Exercise input —
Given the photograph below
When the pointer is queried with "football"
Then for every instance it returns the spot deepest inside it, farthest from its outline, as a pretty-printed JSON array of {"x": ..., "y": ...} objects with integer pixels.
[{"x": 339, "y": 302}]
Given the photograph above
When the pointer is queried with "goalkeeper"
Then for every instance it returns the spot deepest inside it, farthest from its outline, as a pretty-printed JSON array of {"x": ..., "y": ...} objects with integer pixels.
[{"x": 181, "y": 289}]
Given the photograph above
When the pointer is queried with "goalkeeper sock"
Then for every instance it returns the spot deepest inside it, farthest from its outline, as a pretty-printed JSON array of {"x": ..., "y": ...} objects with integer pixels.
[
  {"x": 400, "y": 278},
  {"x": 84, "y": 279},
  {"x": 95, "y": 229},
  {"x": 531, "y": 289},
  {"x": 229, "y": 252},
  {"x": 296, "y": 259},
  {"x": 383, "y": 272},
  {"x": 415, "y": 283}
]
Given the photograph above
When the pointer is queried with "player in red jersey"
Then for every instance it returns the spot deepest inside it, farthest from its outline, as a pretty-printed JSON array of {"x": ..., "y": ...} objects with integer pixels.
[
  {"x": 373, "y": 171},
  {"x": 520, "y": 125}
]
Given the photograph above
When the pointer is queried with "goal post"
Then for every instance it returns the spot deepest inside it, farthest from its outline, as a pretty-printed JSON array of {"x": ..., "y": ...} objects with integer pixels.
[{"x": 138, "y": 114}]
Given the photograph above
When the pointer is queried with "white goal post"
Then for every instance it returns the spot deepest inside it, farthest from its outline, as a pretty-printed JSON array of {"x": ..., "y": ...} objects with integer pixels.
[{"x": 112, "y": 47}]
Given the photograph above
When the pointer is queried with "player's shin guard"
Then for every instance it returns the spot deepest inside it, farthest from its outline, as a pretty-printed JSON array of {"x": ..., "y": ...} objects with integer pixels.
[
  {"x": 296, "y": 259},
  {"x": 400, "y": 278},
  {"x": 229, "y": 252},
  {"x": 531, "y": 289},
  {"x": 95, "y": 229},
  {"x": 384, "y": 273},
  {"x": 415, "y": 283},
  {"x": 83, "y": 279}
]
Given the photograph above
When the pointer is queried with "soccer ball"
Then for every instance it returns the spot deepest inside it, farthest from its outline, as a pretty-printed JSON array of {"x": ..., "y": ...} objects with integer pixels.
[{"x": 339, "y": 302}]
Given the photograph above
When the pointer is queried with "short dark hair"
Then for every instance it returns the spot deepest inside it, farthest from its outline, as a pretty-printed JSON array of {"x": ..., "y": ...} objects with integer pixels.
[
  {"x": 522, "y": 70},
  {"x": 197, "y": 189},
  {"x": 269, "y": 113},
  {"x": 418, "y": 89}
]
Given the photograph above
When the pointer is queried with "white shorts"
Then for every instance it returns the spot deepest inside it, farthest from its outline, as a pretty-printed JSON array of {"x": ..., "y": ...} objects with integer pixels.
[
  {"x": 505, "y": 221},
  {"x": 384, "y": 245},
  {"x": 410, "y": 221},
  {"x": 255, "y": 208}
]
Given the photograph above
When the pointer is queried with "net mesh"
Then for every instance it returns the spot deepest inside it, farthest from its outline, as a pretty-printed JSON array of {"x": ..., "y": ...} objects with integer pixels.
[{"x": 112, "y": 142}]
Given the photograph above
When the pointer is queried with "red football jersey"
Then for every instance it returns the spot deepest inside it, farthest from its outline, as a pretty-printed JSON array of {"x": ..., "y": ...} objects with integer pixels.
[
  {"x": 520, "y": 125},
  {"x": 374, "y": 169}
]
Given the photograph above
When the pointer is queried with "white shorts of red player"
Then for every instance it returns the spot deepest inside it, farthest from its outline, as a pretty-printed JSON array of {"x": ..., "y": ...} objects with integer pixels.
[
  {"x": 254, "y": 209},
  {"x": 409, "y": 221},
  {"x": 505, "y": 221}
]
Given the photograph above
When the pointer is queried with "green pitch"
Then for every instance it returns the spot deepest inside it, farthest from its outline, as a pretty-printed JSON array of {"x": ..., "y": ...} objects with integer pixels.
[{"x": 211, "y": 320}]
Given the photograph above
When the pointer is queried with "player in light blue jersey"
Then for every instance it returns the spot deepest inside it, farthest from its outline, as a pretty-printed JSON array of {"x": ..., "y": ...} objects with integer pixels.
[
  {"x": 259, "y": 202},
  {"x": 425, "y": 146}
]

Your instructions — Copy every line from the entries that contains the word "post".

The answer —
When the pointer is queried with "goal post"
When the pointer is queried with "white goal post"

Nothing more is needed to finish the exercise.